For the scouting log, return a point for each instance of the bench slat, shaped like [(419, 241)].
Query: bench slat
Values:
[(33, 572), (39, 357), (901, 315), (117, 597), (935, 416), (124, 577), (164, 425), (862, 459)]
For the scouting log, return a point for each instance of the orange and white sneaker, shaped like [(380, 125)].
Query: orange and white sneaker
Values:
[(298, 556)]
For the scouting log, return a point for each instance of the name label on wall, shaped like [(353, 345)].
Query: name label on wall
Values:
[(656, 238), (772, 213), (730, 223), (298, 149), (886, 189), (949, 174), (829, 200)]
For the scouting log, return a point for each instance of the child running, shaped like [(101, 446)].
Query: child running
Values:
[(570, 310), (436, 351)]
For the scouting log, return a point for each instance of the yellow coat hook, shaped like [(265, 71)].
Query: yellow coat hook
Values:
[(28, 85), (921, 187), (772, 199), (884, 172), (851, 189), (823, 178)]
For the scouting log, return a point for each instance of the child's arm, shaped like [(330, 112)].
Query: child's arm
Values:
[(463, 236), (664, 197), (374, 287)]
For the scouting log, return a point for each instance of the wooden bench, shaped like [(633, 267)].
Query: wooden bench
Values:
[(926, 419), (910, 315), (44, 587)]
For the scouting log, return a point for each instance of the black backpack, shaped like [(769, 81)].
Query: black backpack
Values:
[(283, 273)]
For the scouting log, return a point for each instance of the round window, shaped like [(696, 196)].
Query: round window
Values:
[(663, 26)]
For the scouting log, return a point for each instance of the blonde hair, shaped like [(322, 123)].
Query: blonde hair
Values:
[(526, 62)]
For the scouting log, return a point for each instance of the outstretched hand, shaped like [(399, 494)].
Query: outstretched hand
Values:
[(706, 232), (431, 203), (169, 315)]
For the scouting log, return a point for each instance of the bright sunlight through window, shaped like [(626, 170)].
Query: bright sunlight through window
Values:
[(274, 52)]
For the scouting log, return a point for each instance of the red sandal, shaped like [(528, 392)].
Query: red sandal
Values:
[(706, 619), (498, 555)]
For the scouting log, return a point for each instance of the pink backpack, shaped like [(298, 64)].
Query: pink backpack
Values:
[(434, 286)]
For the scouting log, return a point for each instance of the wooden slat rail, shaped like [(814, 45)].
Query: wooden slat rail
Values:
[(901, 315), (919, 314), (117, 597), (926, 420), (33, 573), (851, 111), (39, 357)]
···
■ **Aim of the task**:
Lines holding the string "backpack" in the records: how many are there? Give only the number.

■ **Task answer**:
4